* DATA SUPPLIED
▬▬▬▬▬▬

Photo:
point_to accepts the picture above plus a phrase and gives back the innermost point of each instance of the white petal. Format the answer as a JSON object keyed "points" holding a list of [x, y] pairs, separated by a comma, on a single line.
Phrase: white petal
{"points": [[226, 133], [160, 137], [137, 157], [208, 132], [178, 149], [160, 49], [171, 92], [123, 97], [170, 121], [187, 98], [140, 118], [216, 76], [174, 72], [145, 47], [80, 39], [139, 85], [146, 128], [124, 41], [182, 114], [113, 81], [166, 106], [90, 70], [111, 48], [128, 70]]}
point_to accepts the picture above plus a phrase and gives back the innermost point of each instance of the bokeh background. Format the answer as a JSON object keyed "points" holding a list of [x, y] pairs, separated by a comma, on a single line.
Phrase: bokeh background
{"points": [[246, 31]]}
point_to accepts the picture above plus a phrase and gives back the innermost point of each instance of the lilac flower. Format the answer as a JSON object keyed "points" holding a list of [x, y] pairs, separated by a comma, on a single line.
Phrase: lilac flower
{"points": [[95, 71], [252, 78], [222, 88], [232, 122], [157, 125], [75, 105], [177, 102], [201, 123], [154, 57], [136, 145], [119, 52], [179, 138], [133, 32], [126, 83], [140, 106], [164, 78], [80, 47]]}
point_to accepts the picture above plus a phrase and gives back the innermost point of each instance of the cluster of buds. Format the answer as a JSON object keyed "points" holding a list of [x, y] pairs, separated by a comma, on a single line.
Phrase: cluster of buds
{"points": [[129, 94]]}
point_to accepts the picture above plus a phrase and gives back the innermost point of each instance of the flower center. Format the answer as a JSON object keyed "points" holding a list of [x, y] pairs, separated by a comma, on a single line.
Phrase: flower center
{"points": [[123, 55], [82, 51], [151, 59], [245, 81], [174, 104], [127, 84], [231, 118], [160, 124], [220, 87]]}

▬▬▬▬▬▬

* TASK DESCRIPTION
Print exactly the lines from the one with "Phrase: cluster of buds" through the end of the data, inclusive.

* RESULT OF THE TASK
Phrase: cluster of buds
{"points": [[129, 94]]}
point_to accepts the picture above plus a phrase and gives back the innermost point of each instance of the flower center. Format the answer as a JSON object keyed "points" holding a list of [x, y] pairs, separated by a comma, on a single line.
Phrase: flower center
{"points": [[123, 55], [82, 51], [151, 59], [245, 81], [174, 104], [127, 84], [231, 118], [160, 124], [220, 87]]}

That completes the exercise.